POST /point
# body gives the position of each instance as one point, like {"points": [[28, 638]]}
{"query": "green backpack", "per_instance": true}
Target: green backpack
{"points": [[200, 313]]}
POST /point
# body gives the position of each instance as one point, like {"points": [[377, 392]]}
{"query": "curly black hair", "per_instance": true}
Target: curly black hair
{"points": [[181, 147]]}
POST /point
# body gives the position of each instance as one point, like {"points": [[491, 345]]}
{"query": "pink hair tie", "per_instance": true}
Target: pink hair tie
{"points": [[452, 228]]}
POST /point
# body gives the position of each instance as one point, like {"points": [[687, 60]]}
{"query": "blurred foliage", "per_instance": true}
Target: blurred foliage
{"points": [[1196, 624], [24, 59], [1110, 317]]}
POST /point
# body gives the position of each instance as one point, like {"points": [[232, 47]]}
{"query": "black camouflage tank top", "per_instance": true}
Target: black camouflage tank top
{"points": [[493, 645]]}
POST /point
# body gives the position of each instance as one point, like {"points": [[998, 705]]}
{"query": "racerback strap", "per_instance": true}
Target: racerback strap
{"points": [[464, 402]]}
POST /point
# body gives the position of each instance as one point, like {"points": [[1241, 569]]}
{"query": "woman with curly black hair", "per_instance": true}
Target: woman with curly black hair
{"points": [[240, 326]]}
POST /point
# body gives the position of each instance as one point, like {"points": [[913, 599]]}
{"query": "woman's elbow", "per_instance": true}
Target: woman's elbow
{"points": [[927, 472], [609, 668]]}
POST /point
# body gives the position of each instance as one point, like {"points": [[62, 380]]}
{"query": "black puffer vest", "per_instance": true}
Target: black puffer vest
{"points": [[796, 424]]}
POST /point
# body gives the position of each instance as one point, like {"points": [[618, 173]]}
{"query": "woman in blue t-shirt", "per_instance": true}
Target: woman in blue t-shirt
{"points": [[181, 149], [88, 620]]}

■ ■ ■ ■ ■ ■ ■

Requirement >> Repeat each of the entries above precisely as given.

The solution >>
POST /point
# body gives the position of each instance as one point, like {"points": [[28, 638]]}
{"query": "green backpack", "per_instance": true}
Target: green backpack
{"points": [[200, 313]]}
POST /point
# body gives the position of each instance as one point, like {"points": [[377, 392]]}
{"query": "curly black hair", "per_instance": true}
Target: curly black hair
{"points": [[181, 147]]}
POST /point
# body gives the position of each instance as one point, like {"points": [[491, 345]]}
{"query": "pink hair tie", "per_instance": true}
Target: pink hair tie
{"points": [[452, 228]]}
POST /point
# body gives the position of each instance as one point, like {"points": [[687, 60]]}
{"query": "blurred foliage", "per_instance": true}
Target: blurred foliage
{"points": [[1196, 624], [24, 59], [1110, 317]]}
POST /point
# body gives the position of each instance as one point, like {"points": [[232, 47]]}
{"query": "black camouflage tank top", "per_instance": true}
Target: black camouflage tank top
{"points": [[493, 645]]}
POST /point
# body gives the position of each instance as one point, like {"points": [[998, 705]]}
{"query": "racerback strap", "per_instance": true}
Target: racerback strap
{"points": [[464, 402]]}
POST /point
# body gives the position of each instance as one point, like {"points": [[1241, 569]]}
{"query": "woman with curly black hair", "per_instance": true}
Target: woman with curly black hair
{"points": [[240, 326]]}
POST /point
# body gives the position of each instance as one point, like {"points": [[913, 599]]}
{"query": "woman's elbow", "per_instance": true}
Target: woman's elbow
{"points": [[927, 472], [609, 668]]}
POST /point
# body gives the position of each instance as one point, like {"points": [[62, 380]]}
{"query": "black puffer vest", "per_instance": true}
Target: black puffer vest
{"points": [[796, 424]]}
POST /point
# body gives the position of each instance as one point, like {"points": [[618, 173]]}
{"query": "woman in blue t-shirt", "per_instance": true}
Target: woman in blue t-shirt
{"points": [[181, 149], [88, 620]]}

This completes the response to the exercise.